_EXERCISE DETAILS:_ Whenever a line in the records below holds the string "photo", copy it out.

_SUPPLIED RECORDS:_
★ ★ ★ ★ ★
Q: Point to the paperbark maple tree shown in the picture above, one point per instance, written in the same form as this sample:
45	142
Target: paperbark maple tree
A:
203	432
★ ★ ★ ★ ★
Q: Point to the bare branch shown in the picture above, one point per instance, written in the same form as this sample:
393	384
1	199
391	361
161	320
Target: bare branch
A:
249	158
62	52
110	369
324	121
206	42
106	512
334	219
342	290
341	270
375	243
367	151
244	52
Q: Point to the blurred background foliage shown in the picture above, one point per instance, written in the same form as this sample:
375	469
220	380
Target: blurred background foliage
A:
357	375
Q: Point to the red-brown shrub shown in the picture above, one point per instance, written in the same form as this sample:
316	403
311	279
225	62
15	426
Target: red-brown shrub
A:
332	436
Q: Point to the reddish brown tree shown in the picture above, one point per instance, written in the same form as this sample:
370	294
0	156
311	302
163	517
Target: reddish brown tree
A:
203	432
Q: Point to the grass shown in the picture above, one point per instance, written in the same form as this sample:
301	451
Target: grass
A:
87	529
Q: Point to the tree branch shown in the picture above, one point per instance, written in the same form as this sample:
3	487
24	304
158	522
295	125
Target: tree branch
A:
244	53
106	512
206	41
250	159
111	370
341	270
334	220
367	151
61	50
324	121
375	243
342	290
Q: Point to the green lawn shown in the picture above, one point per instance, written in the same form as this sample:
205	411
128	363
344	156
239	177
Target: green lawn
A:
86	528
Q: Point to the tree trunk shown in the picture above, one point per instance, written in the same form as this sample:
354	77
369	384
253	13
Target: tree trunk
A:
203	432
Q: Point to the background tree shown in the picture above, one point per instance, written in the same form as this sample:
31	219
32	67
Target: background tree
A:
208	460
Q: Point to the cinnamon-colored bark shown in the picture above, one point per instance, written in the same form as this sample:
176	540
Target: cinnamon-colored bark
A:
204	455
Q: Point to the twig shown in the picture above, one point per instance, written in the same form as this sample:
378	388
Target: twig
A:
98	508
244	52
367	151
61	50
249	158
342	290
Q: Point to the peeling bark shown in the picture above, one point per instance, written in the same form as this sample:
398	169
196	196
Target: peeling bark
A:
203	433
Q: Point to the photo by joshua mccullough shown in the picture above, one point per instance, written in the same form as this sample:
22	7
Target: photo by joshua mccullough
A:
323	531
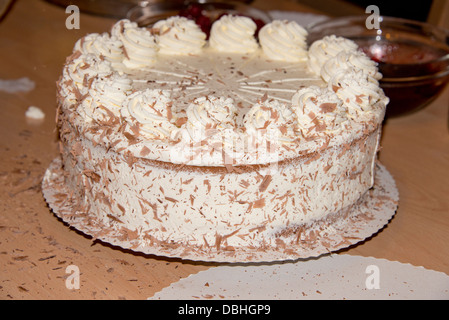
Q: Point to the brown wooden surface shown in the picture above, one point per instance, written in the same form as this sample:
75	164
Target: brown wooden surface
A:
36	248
★ ★ ★ ★ ★
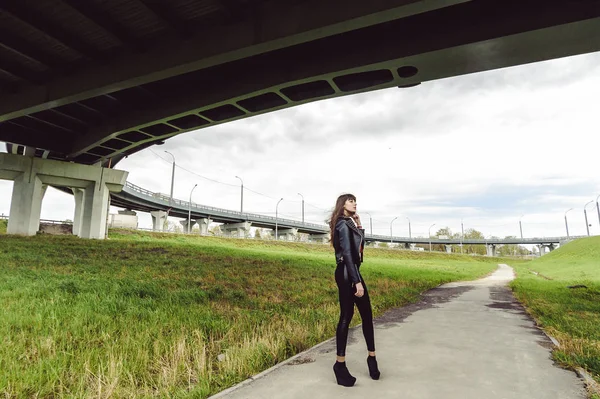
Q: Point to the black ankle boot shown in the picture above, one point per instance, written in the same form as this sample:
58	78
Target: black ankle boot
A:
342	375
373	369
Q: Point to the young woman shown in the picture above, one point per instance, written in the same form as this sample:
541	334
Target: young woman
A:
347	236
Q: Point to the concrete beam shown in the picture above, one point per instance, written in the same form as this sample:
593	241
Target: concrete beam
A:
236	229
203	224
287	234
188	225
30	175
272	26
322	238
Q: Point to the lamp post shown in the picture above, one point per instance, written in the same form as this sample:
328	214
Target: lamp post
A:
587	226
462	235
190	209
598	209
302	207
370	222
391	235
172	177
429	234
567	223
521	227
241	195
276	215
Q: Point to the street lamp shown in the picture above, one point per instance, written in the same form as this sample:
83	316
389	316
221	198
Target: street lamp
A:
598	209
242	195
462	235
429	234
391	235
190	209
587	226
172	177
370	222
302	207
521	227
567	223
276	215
★ ★ ★ ★ ★
_FINAL ANSWER:_
Q: Point to the photo by joshua mccullough shown in the picture above, one point per instance, written in the same form as this sample:
Target: photo by joshua mccullough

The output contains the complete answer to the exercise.